Neutral Citation: 2001 FCT 578

MONTRÉAL, QUEBEC, THE 1st DAY OF JUNE, 2001

Present:           Mr. RICHARD MORNEAU, PROTHONOTARY

Between:

WEIGHT WATCHERS INTERNATIONAL, INC.

                                                                                                                                               Plaintiff

                                                                          AND

                                                      VALE PRINTING LIMITED

                                                                           and

THE CANADIAN INSTITUTE OF CULTURAL AFFAIRS

(carrying on business as ICA CANADA)

and

ONTARIOSTAR AIRCRAFT COMPANY INCORPORATED

and

MANFRED HUMPHRIES

                                                                                                                                         Defendants

ORDER

This motion by the defendants is dismissed with costs.

Richard Morneau

Prothonotary

Certified true translation

Suzanne M. Gauthier, LL.L., Trad. a.


Date: 20010601

                                           Docket: T-238-00

Neutral Citation: 2001 FCT 578

Between:

WEIGHT WATCHERS INTERNATIONAL, INC.
•••
*Given exercise*. Write the next part of the Weight Watchers court extract, picking up right after its last line.
•••
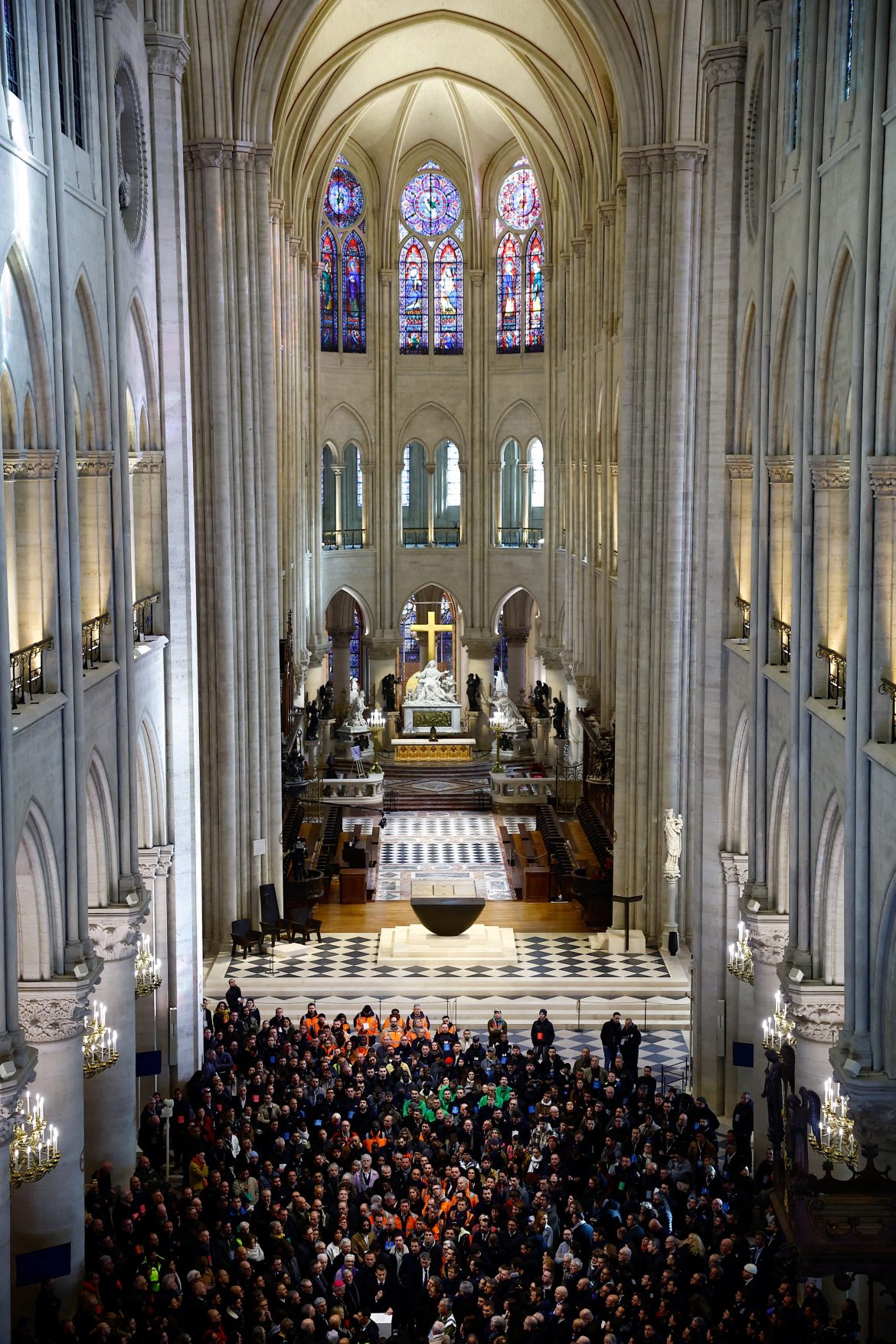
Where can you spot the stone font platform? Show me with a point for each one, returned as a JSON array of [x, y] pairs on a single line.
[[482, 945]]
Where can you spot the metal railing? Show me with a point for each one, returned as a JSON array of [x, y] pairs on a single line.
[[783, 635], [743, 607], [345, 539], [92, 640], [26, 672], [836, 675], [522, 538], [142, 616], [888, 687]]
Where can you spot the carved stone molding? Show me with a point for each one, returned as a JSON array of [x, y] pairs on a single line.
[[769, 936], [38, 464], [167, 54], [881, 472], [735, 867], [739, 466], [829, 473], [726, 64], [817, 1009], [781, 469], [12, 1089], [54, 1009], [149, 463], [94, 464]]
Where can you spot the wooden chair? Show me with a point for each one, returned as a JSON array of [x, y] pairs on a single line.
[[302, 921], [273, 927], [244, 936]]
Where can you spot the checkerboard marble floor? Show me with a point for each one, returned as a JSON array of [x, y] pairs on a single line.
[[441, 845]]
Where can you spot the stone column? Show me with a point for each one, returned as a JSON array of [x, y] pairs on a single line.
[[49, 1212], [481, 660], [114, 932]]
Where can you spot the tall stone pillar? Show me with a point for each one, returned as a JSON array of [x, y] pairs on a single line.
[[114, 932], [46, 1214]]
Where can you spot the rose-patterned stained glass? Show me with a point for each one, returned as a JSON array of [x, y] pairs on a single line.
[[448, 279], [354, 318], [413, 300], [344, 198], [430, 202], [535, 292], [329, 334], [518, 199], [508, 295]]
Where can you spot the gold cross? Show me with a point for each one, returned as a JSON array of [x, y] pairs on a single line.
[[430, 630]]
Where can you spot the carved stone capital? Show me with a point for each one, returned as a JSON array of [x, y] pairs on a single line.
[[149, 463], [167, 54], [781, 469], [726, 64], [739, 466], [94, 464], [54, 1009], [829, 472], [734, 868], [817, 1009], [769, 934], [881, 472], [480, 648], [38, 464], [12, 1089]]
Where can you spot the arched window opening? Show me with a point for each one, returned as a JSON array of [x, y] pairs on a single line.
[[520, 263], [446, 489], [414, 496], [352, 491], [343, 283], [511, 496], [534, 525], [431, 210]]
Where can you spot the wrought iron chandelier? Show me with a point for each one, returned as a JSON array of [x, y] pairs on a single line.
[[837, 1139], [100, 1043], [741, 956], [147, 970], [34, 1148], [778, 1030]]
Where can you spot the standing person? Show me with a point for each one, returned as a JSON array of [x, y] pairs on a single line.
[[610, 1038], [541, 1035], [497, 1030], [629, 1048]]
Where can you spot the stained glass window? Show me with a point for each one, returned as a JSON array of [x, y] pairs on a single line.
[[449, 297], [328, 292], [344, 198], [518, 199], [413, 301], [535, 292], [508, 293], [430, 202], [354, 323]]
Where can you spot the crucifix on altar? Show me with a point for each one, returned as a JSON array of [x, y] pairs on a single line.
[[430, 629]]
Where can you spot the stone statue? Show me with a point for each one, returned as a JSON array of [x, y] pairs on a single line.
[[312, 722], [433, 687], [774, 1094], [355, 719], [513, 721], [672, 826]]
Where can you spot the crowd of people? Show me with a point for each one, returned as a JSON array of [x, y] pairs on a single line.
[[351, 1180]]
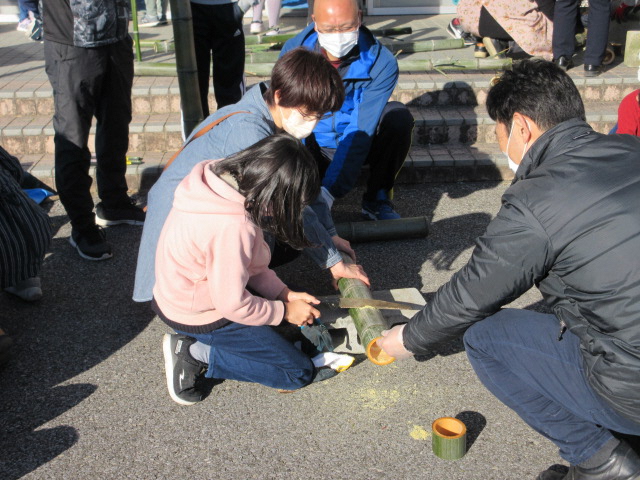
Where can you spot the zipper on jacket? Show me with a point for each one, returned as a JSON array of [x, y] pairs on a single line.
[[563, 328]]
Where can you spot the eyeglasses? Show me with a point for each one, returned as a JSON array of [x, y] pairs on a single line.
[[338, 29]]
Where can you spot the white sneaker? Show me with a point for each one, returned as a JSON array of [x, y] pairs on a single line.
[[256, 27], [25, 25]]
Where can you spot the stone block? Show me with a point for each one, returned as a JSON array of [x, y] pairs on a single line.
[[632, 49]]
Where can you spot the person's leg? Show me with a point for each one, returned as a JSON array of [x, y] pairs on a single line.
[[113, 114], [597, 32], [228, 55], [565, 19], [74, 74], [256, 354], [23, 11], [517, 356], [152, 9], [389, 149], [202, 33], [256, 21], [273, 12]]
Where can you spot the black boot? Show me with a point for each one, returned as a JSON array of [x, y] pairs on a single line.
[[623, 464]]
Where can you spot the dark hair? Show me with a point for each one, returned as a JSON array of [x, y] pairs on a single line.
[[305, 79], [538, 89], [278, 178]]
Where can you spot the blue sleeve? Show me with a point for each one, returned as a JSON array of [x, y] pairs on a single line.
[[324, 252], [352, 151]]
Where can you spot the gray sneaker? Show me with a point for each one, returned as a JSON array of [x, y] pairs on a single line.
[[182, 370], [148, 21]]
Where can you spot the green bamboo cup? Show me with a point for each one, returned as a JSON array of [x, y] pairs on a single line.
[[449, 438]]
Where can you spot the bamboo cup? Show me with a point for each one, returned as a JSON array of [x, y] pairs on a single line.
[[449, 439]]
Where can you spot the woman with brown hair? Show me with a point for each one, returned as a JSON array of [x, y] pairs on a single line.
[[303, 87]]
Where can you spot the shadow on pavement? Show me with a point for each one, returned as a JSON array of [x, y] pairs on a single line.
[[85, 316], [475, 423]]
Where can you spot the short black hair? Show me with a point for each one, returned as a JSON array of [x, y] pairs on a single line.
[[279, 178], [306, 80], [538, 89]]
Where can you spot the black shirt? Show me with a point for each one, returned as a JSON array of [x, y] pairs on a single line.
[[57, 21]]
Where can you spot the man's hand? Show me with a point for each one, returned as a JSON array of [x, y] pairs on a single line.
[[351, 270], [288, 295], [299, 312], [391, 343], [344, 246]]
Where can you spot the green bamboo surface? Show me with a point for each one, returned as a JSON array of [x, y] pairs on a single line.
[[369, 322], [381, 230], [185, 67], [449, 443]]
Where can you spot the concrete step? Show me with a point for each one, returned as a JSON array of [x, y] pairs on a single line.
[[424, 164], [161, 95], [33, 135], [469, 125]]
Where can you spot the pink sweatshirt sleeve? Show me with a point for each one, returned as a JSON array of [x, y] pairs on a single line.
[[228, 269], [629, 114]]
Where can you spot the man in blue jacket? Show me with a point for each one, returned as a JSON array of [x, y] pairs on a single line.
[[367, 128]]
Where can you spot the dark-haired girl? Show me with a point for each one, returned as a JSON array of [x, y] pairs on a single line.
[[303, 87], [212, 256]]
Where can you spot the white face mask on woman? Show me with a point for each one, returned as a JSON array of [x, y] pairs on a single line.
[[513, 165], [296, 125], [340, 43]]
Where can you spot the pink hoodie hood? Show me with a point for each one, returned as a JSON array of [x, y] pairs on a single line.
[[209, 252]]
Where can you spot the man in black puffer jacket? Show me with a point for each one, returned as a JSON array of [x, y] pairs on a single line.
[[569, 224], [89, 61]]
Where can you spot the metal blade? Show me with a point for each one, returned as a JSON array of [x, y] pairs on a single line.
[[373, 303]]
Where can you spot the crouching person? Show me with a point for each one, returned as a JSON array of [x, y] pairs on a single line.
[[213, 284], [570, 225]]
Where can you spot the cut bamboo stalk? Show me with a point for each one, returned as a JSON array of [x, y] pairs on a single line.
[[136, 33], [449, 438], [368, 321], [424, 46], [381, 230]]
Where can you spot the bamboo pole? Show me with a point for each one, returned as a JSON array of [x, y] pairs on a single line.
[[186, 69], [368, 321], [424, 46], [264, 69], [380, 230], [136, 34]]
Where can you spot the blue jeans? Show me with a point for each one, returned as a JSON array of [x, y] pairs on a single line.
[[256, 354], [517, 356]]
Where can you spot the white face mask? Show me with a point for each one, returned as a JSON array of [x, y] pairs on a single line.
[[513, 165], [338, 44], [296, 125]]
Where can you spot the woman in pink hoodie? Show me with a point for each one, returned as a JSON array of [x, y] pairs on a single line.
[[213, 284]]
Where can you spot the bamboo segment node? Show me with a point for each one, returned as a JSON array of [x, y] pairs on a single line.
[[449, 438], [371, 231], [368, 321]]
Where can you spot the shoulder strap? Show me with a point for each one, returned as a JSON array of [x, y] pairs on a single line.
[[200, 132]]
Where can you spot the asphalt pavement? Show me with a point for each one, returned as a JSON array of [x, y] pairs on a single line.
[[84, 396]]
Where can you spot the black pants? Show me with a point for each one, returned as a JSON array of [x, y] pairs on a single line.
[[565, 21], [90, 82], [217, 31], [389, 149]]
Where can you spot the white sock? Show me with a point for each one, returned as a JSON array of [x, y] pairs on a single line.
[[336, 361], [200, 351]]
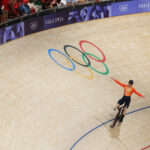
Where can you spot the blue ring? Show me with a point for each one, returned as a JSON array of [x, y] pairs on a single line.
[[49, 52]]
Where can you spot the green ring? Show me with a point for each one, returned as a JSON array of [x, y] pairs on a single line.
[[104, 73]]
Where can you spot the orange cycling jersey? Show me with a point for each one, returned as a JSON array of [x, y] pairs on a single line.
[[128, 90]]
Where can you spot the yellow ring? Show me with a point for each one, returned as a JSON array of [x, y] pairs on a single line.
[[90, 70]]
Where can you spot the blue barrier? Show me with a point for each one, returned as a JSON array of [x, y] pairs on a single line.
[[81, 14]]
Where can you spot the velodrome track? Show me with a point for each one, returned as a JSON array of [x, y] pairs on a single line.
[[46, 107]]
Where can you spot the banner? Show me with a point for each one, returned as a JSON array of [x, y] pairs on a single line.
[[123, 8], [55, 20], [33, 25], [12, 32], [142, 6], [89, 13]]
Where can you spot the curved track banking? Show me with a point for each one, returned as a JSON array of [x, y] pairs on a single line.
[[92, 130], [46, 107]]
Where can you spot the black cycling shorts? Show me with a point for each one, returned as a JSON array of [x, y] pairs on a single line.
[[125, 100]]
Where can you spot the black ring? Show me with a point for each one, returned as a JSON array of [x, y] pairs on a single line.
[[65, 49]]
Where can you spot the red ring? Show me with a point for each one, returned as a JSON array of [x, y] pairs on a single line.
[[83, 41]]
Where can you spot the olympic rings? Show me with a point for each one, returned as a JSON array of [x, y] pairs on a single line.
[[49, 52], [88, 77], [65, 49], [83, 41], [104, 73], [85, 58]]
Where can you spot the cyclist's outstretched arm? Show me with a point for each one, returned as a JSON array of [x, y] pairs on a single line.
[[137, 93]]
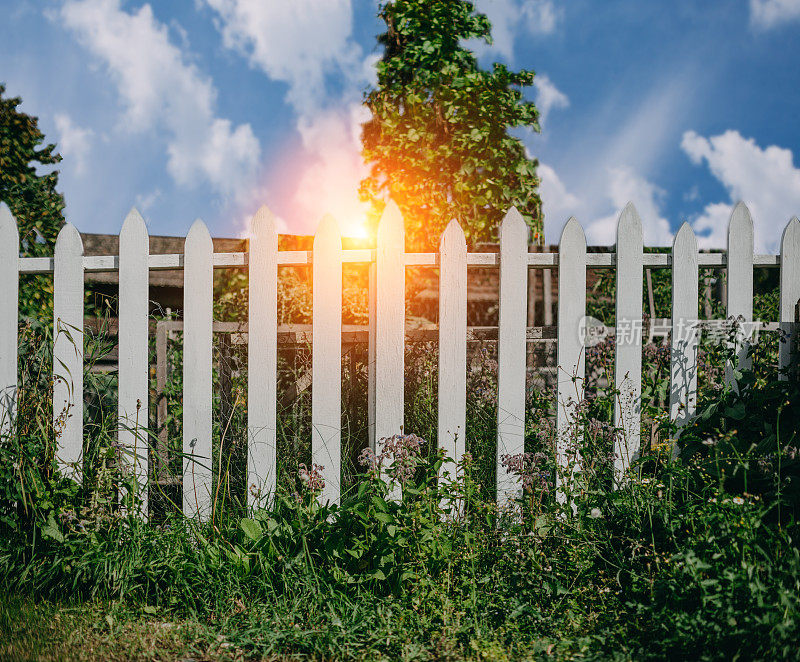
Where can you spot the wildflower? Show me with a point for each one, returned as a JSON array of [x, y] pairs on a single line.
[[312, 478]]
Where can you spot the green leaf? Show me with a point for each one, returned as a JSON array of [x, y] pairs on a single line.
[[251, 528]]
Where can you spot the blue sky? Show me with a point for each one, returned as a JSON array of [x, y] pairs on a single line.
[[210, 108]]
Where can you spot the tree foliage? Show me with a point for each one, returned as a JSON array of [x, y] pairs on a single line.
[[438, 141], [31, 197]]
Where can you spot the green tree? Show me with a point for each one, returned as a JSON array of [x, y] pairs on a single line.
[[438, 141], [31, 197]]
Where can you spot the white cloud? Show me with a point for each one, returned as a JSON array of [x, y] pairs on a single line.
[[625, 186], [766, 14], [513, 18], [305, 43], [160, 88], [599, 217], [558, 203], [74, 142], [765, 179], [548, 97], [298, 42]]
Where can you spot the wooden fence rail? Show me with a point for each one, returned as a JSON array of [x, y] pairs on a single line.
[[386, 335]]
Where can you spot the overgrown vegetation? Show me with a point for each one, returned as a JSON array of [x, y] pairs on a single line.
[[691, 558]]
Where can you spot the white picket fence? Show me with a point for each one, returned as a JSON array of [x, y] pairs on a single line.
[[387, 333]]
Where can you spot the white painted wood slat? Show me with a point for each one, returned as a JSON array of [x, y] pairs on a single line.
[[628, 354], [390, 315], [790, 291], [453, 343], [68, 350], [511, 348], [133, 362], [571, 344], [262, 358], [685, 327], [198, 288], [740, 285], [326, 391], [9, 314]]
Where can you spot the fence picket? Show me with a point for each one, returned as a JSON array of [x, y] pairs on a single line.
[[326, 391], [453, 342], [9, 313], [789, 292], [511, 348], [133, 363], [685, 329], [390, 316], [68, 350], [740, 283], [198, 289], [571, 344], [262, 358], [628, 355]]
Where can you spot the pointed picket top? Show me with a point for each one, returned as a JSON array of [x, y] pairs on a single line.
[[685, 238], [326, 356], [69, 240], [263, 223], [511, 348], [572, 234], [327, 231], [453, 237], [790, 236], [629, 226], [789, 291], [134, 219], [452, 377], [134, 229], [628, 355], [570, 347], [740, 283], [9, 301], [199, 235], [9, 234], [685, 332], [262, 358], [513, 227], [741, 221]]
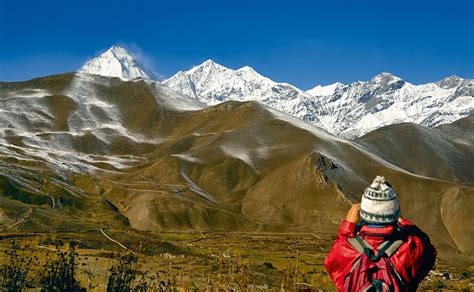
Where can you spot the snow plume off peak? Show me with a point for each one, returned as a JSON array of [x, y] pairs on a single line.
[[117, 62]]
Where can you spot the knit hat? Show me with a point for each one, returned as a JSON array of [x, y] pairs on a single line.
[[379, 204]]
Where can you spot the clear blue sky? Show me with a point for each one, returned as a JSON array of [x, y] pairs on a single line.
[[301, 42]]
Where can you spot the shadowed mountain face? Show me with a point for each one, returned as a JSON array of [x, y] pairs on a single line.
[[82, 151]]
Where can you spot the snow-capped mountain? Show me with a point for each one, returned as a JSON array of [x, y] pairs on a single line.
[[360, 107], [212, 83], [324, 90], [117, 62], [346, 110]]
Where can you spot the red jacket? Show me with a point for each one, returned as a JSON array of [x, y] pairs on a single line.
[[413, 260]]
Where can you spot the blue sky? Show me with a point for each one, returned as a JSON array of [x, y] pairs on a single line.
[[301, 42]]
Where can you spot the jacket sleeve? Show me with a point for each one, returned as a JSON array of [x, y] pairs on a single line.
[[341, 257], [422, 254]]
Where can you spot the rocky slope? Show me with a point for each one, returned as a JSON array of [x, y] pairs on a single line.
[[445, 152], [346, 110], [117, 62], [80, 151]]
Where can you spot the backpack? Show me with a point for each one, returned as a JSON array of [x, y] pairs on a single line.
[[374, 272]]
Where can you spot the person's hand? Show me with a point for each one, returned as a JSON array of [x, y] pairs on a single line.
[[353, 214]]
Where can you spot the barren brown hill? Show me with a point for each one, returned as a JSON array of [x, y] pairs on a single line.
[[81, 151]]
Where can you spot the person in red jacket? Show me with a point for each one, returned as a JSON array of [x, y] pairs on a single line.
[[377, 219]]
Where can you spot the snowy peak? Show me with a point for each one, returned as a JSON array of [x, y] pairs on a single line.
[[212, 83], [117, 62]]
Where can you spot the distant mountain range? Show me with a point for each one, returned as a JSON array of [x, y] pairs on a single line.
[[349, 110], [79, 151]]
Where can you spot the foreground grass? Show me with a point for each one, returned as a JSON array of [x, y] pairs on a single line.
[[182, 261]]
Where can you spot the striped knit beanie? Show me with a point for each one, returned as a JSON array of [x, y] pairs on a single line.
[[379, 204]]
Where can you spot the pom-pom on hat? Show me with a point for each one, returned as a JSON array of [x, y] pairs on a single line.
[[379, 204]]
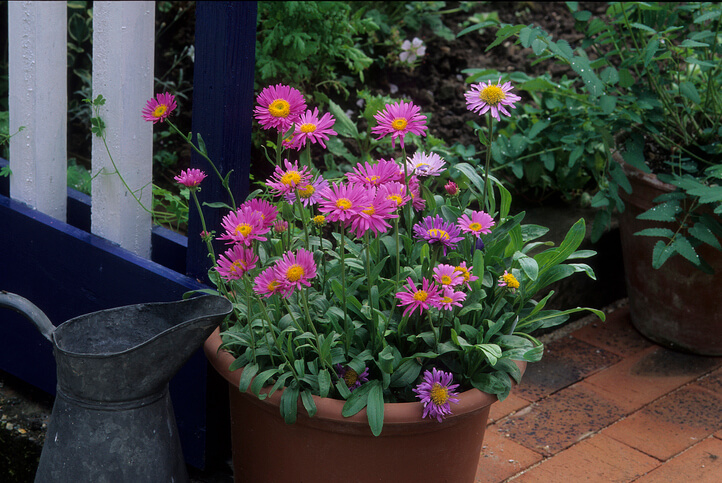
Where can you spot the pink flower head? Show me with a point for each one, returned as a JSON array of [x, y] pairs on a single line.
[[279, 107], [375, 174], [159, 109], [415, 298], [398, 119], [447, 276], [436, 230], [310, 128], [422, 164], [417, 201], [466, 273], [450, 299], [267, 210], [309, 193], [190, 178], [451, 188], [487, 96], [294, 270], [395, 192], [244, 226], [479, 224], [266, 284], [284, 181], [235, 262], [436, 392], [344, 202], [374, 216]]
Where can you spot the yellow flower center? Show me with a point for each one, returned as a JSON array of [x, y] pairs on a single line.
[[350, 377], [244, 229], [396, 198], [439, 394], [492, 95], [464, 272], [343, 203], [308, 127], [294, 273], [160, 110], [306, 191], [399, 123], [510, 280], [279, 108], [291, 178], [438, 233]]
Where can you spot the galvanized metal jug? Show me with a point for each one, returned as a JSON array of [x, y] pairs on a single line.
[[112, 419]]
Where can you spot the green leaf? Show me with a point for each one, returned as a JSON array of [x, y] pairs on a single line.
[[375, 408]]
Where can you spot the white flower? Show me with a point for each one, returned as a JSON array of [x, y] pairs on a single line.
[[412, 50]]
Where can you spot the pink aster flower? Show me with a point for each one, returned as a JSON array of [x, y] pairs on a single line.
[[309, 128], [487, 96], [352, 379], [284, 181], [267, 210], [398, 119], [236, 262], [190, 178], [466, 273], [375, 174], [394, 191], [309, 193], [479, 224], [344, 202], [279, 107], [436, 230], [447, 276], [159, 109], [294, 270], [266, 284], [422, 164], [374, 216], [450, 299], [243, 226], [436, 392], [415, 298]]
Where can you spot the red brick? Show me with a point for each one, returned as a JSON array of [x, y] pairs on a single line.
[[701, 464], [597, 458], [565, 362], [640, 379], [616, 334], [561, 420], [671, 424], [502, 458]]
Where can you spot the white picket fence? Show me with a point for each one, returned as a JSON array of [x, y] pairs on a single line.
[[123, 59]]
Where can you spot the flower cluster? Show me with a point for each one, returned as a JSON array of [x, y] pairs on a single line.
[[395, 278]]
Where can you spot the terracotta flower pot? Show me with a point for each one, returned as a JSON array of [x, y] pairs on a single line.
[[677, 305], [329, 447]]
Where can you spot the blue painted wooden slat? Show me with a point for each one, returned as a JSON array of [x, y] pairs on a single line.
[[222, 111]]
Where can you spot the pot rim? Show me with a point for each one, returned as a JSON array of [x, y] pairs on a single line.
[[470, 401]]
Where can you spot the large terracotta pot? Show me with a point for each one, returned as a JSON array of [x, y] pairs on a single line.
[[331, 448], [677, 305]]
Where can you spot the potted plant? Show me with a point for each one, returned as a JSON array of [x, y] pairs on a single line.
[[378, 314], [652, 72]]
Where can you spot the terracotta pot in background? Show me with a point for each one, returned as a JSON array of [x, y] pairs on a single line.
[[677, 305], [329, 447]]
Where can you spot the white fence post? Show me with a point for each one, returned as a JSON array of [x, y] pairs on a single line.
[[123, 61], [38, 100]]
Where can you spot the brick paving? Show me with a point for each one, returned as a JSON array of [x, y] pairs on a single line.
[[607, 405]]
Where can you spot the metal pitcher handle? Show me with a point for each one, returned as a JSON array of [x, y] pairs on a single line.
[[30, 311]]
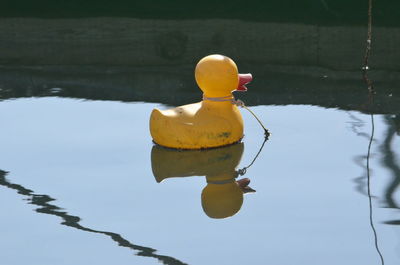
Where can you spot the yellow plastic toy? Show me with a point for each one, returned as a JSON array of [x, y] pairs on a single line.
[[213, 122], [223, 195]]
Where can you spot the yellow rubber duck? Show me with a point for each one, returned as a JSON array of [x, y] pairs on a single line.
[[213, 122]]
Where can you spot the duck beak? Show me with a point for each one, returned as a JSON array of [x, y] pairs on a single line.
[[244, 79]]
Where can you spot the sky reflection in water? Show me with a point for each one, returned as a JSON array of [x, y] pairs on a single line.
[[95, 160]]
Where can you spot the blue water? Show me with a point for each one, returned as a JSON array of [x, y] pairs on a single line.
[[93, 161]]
•••
*The response*.
                                                           Plaintiff

                                AND

            VALE PRINTING LIMITED

                                 and

THE CANADIAN INSTITUTE OF CULTURAL AFFAIRS

(carrying on business as ICA CANADA)

and

ONTARIOSTAR AIRCRAFT COMPANY INCORPORATED

and

MANFRED HUMPHRIES

                                                     Defendants

REASONS FOR ORDER

Mr. RICHARD MORNEAU, PROTHONOTARY:


[1]         This is a motion by the defendants, essentially for the purposes of obtaining the removal of the plaintiff's solicitors from the case, or an examination of one of the plaintiff's solicitors (Mr. Robbins), or the striking out of paragraphs in the amended statement of claim of September 27, 2000 (the statement of claim) or in an affidavit filed by Mr. Robbins in the context of an application for an interlocutory injunction. It is apparent, however, that it is the removal of Mr. Robbins or his firm from the case that is the focus of the defendants' motion.

[2]         I think it is appropriate to begin my analysis by referring to the current state of the law on the issue of forcing the removal of counsel acting in a case.

[3]         Here is what was said to this effect in Imperial Oil Ltd. v. Lubrizol Corp. (1999), 86 C.P.R. (3d) 331, at page 336, where Nadon J. of this Court refers to the comments by the Ontario Divisional Court in Heck v. Royal Bank (1993), 52 C.P.R. (3d) 372:

I believe courts should be reluctant to make what may be premature orders preventing solicitors from continuing to act. In view of the expense of litigation and the enormous waste of time and money and the substantial delay which can result from an order removing solicitors, courts should do so only in clear cases. I adopt the approach taken on this point in Carlson v. Loraas Disposal Services Ltd. (1988), 30 C.P.C. (2d) 181 (Sask. Q.B.), at p. 188.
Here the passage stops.